SUPPLIED RECORDS =
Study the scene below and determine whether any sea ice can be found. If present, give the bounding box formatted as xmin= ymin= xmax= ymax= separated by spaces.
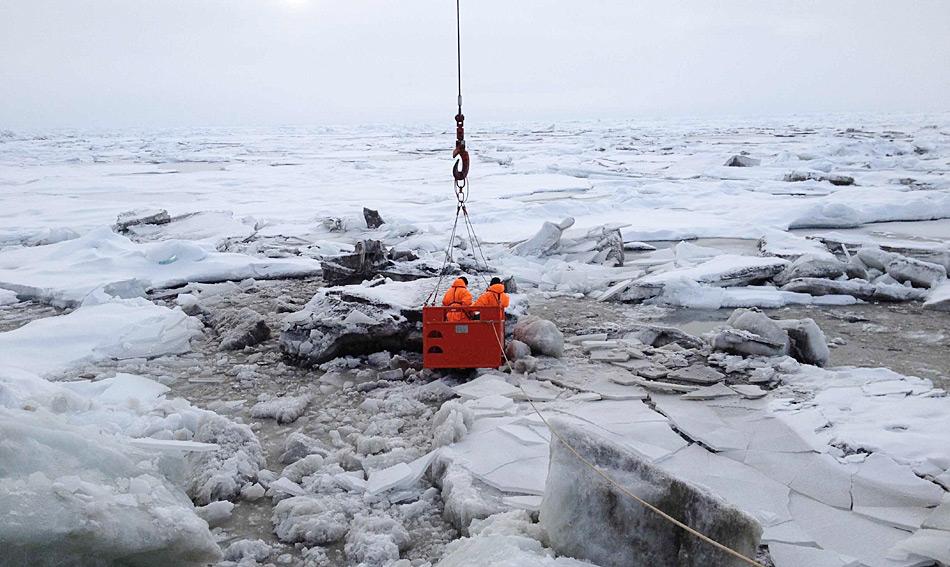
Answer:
xmin=0 ymin=297 xmax=201 ymax=376
xmin=0 ymin=227 xmax=321 ymax=306
xmin=541 ymin=419 xmax=761 ymax=567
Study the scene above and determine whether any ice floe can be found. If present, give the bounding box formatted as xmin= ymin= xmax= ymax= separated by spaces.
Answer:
xmin=0 ymin=227 xmax=321 ymax=306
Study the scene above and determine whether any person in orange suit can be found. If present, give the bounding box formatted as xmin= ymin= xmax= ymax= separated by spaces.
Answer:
xmin=442 ymin=276 xmax=473 ymax=321
xmin=473 ymin=277 xmax=510 ymax=312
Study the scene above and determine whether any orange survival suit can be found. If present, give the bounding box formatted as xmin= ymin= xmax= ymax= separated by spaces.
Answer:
xmin=473 ymin=282 xmax=510 ymax=309
xmin=442 ymin=278 xmax=473 ymax=321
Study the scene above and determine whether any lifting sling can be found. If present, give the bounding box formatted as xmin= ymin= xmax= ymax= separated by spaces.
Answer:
xmin=422 ymin=0 xmax=504 ymax=370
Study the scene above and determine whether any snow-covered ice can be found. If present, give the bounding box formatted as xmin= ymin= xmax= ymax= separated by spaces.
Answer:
xmin=0 ymin=297 xmax=201 ymax=376
xmin=0 ymin=227 xmax=320 ymax=306
xmin=2 ymin=116 xmax=949 ymax=565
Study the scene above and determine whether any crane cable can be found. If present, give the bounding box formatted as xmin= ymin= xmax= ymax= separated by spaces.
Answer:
xmin=427 ymin=0 xmax=474 ymax=305
xmin=451 ymin=0 xmax=470 ymax=190
xmin=428 ymin=7 xmax=762 ymax=563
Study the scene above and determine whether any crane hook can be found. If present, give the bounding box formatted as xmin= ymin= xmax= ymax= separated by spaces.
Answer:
xmin=452 ymin=111 xmax=470 ymax=183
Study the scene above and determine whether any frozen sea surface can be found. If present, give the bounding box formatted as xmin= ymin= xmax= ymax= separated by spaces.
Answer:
xmin=2 ymin=115 xmax=949 ymax=249
xmin=1 ymin=115 xmax=949 ymax=566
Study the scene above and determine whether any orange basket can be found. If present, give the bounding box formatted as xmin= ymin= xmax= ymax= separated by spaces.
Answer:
xmin=422 ymin=306 xmax=505 ymax=369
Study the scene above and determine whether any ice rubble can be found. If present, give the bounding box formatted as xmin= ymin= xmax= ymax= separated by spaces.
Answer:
xmin=512 ymin=217 xmax=625 ymax=267
xmin=259 ymin=378 xmax=460 ymax=565
xmin=250 ymin=393 xmax=313 ymax=424
xmin=0 ymin=412 xmax=221 ymax=566
xmin=598 ymin=235 xmax=948 ymax=309
xmin=113 ymin=208 xmax=172 ymax=232
xmin=0 ymin=227 xmax=321 ymax=306
xmin=439 ymin=510 xmax=598 ymax=567
xmin=0 ymin=298 xmax=265 ymax=563
xmin=3 ymin=118 xmax=950 ymax=565
xmin=709 ymin=308 xmax=829 ymax=367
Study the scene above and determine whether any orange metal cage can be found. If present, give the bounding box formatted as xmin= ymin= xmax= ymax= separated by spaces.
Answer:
xmin=422 ymin=306 xmax=505 ymax=369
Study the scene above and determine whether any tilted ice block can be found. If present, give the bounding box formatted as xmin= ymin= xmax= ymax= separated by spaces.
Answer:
xmin=540 ymin=418 xmax=761 ymax=567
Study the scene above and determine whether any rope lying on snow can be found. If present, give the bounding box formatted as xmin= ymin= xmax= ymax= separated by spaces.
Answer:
xmin=488 ymin=324 xmax=765 ymax=567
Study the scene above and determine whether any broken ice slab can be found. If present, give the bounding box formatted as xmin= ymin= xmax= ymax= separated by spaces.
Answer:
xmin=853 ymin=506 xmax=931 ymax=531
xmin=565 ymin=333 xmax=609 ymax=344
xmin=451 ymin=427 xmax=549 ymax=477
xmin=552 ymin=400 xmax=669 ymax=426
xmin=724 ymin=154 xmax=761 ymax=167
xmin=739 ymin=450 xmax=853 ymax=510
xmin=512 ymin=217 xmax=573 ymax=256
xmin=667 ymin=365 xmax=725 ymax=385
xmin=463 ymin=394 xmax=515 ymax=415
xmin=923 ymin=281 xmax=950 ymax=312
xmin=479 ymin=456 xmax=549 ymax=495
xmin=816 ymin=231 xmax=949 ymax=258
xmin=114 ymin=208 xmax=171 ymax=232
xmin=639 ymin=254 xmax=789 ymax=288
xmin=565 ymin=392 xmax=602 ymax=402
xmin=366 ymin=462 xmax=413 ymax=495
xmin=547 ymin=406 xmax=686 ymax=462
xmin=761 ymin=521 xmax=817 ymax=546
xmin=509 ymin=379 xmax=562 ymax=402
xmin=589 ymin=350 xmax=630 ymax=363
xmin=268 ymin=477 xmax=307 ymax=497
xmin=607 ymin=371 xmax=644 ymax=386
xmin=852 ymin=453 xmax=945 ymax=509
xmin=540 ymin=363 xmax=648 ymax=400
xmin=652 ymin=395 xmax=750 ymax=452
xmin=887 ymin=529 xmax=950 ymax=566
xmin=680 ymin=382 xmax=737 ymax=401
xmin=128 ymin=438 xmax=218 ymax=453
xmin=730 ymin=384 xmax=768 ymax=399
xmin=595 ymin=278 xmax=633 ymax=302
xmin=743 ymin=416 xmax=819 ymax=453
xmin=452 ymin=374 xmax=521 ymax=400
xmin=582 ymin=377 xmax=649 ymax=400
xmin=445 ymin=426 xmax=550 ymax=496
xmin=636 ymin=365 xmax=670 ymax=380
xmin=768 ymin=542 xmax=860 ymax=567
xmin=59 ymin=372 xmax=171 ymax=403
xmin=404 ymin=450 xmax=439 ymax=485
xmin=498 ymin=422 xmax=549 ymax=446
xmin=623 ymin=240 xmax=657 ymax=252
xmin=619 ymin=375 xmax=698 ymax=394
xmin=579 ymin=339 xmax=621 ymax=352
xmin=788 ymin=492 xmax=931 ymax=567
xmin=333 ymin=473 xmax=367 ymax=493
xmin=936 ymin=470 xmax=950 ymax=491
xmin=609 ymin=358 xmax=656 ymax=372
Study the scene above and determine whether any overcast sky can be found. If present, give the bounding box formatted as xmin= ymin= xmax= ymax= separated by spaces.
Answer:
xmin=1 ymin=0 xmax=949 ymax=129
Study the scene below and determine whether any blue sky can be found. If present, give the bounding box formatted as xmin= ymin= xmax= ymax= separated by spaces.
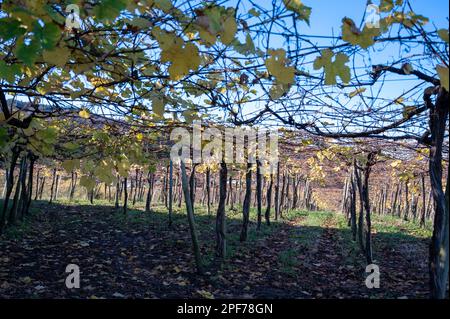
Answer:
xmin=300 ymin=0 xmax=449 ymax=99
xmin=230 ymin=0 xmax=449 ymax=133
xmin=303 ymin=0 xmax=448 ymax=35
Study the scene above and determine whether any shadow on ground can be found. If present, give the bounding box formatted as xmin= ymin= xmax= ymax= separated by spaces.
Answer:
xmin=0 ymin=200 xmax=431 ymax=299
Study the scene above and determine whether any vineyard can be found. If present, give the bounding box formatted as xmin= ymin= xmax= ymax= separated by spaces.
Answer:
xmin=0 ymin=0 xmax=448 ymax=301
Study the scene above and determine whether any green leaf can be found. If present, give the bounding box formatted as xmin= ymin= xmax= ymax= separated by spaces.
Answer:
xmin=197 ymin=289 xmax=214 ymax=299
xmin=44 ymin=4 xmax=66 ymax=25
xmin=205 ymin=6 xmax=223 ymax=34
xmin=15 ymin=38 xmax=40 ymax=66
xmin=94 ymin=0 xmax=127 ymax=21
xmin=0 ymin=61 xmax=21 ymax=83
xmin=35 ymin=22 xmax=60 ymax=50
xmin=129 ymin=17 xmax=152 ymax=28
xmin=148 ymin=164 xmax=156 ymax=173
xmin=0 ymin=127 xmax=8 ymax=148
xmin=333 ymin=53 xmax=351 ymax=83
xmin=63 ymin=142 xmax=80 ymax=151
xmin=154 ymin=0 xmax=172 ymax=12
xmin=43 ymin=46 xmax=71 ymax=67
xmin=0 ymin=18 xmax=26 ymax=41
xmin=35 ymin=127 xmax=58 ymax=144
xmin=117 ymin=157 xmax=130 ymax=177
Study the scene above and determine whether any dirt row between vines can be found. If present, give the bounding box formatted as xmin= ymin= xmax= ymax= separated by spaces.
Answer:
xmin=0 ymin=202 xmax=429 ymax=298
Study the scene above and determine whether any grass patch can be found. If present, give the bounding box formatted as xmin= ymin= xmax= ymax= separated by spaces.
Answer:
xmin=330 ymin=212 xmax=431 ymax=266
xmin=278 ymin=248 xmax=299 ymax=274
xmin=333 ymin=213 xmax=361 ymax=265
xmin=372 ymin=214 xmax=432 ymax=241
xmin=0 ymin=199 xmax=41 ymax=239
xmin=290 ymin=211 xmax=332 ymax=247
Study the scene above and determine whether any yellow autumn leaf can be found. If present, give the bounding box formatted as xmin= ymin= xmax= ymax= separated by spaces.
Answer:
xmin=402 ymin=105 xmax=417 ymax=118
xmin=269 ymin=83 xmax=290 ymax=99
xmin=197 ymin=289 xmax=214 ymax=299
xmin=436 ymin=65 xmax=449 ymax=92
xmin=198 ymin=28 xmax=217 ymax=44
xmin=390 ymin=160 xmax=402 ymax=168
xmin=117 ymin=158 xmax=130 ymax=177
xmin=313 ymin=49 xmax=350 ymax=85
xmin=265 ymin=49 xmax=296 ymax=85
xmin=154 ymin=28 xmax=201 ymax=80
xmin=182 ymin=109 xmax=196 ymax=124
xmin=80 ymin=175 xmax=96 ymax=191
xmin=151 ymin=96 xmax=165 ymax=117
xmin=62 ymin=159 xmax=80 ymax=172
xmin=221 ymin=15 xmax=237 ymax=45
xmin=282 ymin=0 xmax=311 ymax=23
xmin=248 ymin=8 xmax=260 ymax=17
xmin=342 ymin=17 xmax=380 ymax=49
xmin=20 ymin=276 xmax=32 ymax=284
xmin=195 ymin=6 xmax=237 ymax=45
xmin=348 ymin=87 xmax=366 ymax=98
xmin=79 ymin=109 xmax=90 ymax=119
xmin=437 ymin=28 xmax=449 ymax=43
xmin=402 ymin=63 xmax=414 ymax=74
xmin=395 ymin=97 xmax=404 ymax=104
xmin=173 ymin=266 xmax=181 ymax=273
xmin=379 ymin=0 xmax=394 ymax=12
xmin=94 ymin=163 xmax=114 ymax=184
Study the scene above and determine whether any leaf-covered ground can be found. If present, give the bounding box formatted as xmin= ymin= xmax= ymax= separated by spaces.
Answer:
xmin=0 ymin=200 xmax=431 ymax=299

DESCRIPTION OF THE TASK =
Only the number is needed here: how many lines in the data contain "covered"?

TASK RESULT =
2